* _Goal of the exercise_
Without including any picture, copy the entries that follow word for word.
++++++++++
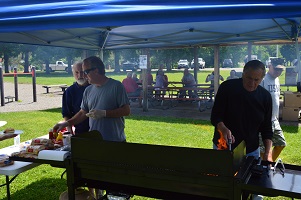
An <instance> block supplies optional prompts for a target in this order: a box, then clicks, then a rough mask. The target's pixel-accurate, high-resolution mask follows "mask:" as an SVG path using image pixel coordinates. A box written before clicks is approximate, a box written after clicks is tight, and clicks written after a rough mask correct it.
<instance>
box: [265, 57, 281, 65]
mask: <svg viewBox="0 0 301 200" xmlns="http://www.w3.org/2000/svg"><path fill="white" fill-rule="evenodd" d="M274 58H278V57H269V59H267V60H266V61H265V65H266V67H269V64H270V62H271V59H274Z"/></svg>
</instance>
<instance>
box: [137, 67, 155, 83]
mask: <svg viewBox="0 0 301 200" xmlns="http://www.w3.org/2000/svg"><path fill="white" fill-rule="evenodd" d="M143 78H144V77H143V74H140V82H141V83H142V82H143ZM146 82H147V85H148V86H152V85H153V83H154V78H153V75H152V70H151V69H150V68H148V69H147V70H146Z"/></svg>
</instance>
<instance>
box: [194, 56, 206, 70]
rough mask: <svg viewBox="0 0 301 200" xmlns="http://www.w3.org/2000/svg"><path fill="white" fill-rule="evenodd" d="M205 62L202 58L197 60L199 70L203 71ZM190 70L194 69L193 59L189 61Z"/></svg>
mask: <svg viewBox="0 0 301 200" xmlns="http://www.w3.org/2000/svg"><path fill="white" fill-rule="evenodd" d="M205 64H206V63H205V60H204V59H203V58H198V65H199V68H200V69H204V68H205ZM190 67H191V69H193V68H194V59H193V60H192V61H191V66H190Z"/></svg>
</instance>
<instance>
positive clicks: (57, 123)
mask: <svg viewBox="0 0 301 200" xmlns="http://www.w3.org/2000/svg"><path fill="white" fill-rule="evenodd" d="M67 126H69V123H68V121H65V122H59V123H57V124H56V125H54V127H53V128H52V129H53V131H56V132H59V131H60V130H62V129H63V128H65V127H67Z"/></svg>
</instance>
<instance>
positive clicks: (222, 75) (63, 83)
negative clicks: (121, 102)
mask: <svg viewBox="0 0 301 200" xmlns="http://www.w3.org/2000/svg"><path fill="white" fill-rule="evenodd" d="M212 71H213V69H212V68H207V69H205V70H200V71H198V76H197V78H198V83H199V84H201V83H205V80H206V77H207V75H208V74H210V73H211V72H212ZM191 73H193V71H191ZM137 74H138V77H140V74H141V72H140V71H138V72H137ZM152 74H153V78H154V80H155V77H156V72H155V71H152ZM165 74H166V75H167V76H168V80H169V81H176V82H178V81H181V79H182V76H183V71H171V72H166V73H165ZM220 74H221V75H222V76H223V77H224V79H225V80H226V78H227V77H228V76H229V74H230V69H223V70H221V71H220ZM106 75H107V76H108V77H111V78H114V79H116V80H119V81H122V80H123V79H124V78H125V77H126V72H123V71H121V72H119V73H115V72H111V71H110V72H107V73H106ZM279 78H280V83H281V84H284V83H285V72H283V73H282V75H281V76H280V77H279ZM4 82H14V78H13V77H12V76H9V77H7V76H6V77H4ZM36 82H37V84H39V85H57V84H67V85H71V84H72V83H73V82H74V79H73V76H72V75H71V74H68V73H66V72H52V73H51V74H46V73H45V72H40V71H38V72H37V77H36ZM18 83H20V84H22V83H28V84H31V83H32V78H31V76H30V75H18ZM281 89H282V91H286V90H287V88H286V87H281ZM290 90H291V91H297V88H296V87H290Z"/></svg>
++++++++++
* _Exercise response_
An <instance> block supplies optional prompts for a target in this order: a box, then clicks, then a rough mask. The target's pixel-accurate, high-resolution mask follows "mask:" as an SVG path using image pixel coordinates. A box written before clicks is approximate, a box written after clicks is tight, and clicks written after a rough mask correct it.
<instance>
box: [265, 57, 281, 65]
mask: <svg viewBox="0 0 301 200" xmlns="http://www.w3.org/2000/svg"><path fill="white" fill-rule="evenodd" d="M274 58H278V57H269V59H267V60H266V61H265V65H266V67H269V64H270V62H271V59H274Z"/></svg>
</instance>
<instance>
box: [137, 67, 155, 83]
mask: <svg viewBox="0 0 301 200" xmlns="http://www.w3.org/2000/svg"><path fill="white" fill-rule="evenodd" d="M143 78H144V77H143V74H140V82H141V83H142V82H143ZM146 82H147V85H148V86H152V85H153V83H154V78H153V75H152V70H151V69H150V68H148V69H147V70H146Z"/></svg>
</instance>
<instance>
box: [194, 56, 206, 70]
rough mask: <svg viewBox="0 0 301 200" xmlns="http://www.w3.org/2000/svg"><path fill="white" fill-rule="evenodd" d="M205 62L202 58L197 60L199 70L203 71ZM190 70L194 69L193 59L189 61Z"/></svg>
mask: <svg viewBox="0 0 301 200" xmlns="http://www.w3.org/2000/svg"><path fill="white" fill-rule="evenodd" d="M205 64H206V63H205V60H204V59H203V58H198V65H199V68H200V69H204V68H205ZM190 67H191V69H193V68H194V59H193V60H192V61H191V66H190Z"/></svg>
</instance>
<instance>
positive clicks: (57, 123)
mask: <svg viewBox="0 0 301 200" xmlns="http://www.w3.org/2000/svg"><path fill="white" fill-rule="evenodd" d="M67 126H69V123H68V121H65V122H59V123H57V124H56V125H54V127H53V128H52V129H53V131H56V132H59V131H60V130H62V129H63V128H65V127H67Z"/></svg>
</instance>
<instance>
positive clicks: (222, 75) (63, 83)
negative clicks: (121, 102)
mask: <svg viewBox="0 0 301 200" xmlns="http://www.w3.org/2000/svg"><path fill="white" fill-rule="evenodd" d="M212 71H213V69H212V68H207V69H205V70H200V71H198V76H197V78H198V83H199V84H201V83H205V80H206V77H207V75H208V74H210V73H211V72H212ZM191 73H193V71H191ZM137 74H138V77H140V74H141V72H140V71H138V72H137ZM152 74H153V78H154V80H155V77H156V72H155V71H152ZM165 74H166V75H167V76H168V80H169V81H176V82H178V81H181V79H182V76H183V71H171V72H166V73H165ZM220 74H221V75H222V76H223V77H224V79H225V80H226V78H227V77H228V76H229V74H230V69H223V70H221V71H220ZM106 75H107V76H108V77H111V78H114V79H116V80H119V81H122V80H123V79H124V78H125V77H126V72H123V71H121V72H119V73H115V72H111V71H110V72H107V73H106ZM279 78H280V83H281V84H284V83H285V72H283V73H282V75H281V76H280V77H279ZM4 82H14V78H13V77H12V76H9V77H7V76H6V77H4ZM36 82H37V84H39V85H57V84H67V85H71V84H72V83H73V82H74V79H73V76H72V75H71V74H68V73H66V72H52V73H51V74H46V73H45V72H40V71H38V72H37V77H36ZM18 83H20V84H22V83H28V84H31V83H32V78H31V76H30V75H18ZM281 89H282V91H286V90H287V88H286V87H281ZM290 90H291V91H297V88H296V87H290Z"/></svg>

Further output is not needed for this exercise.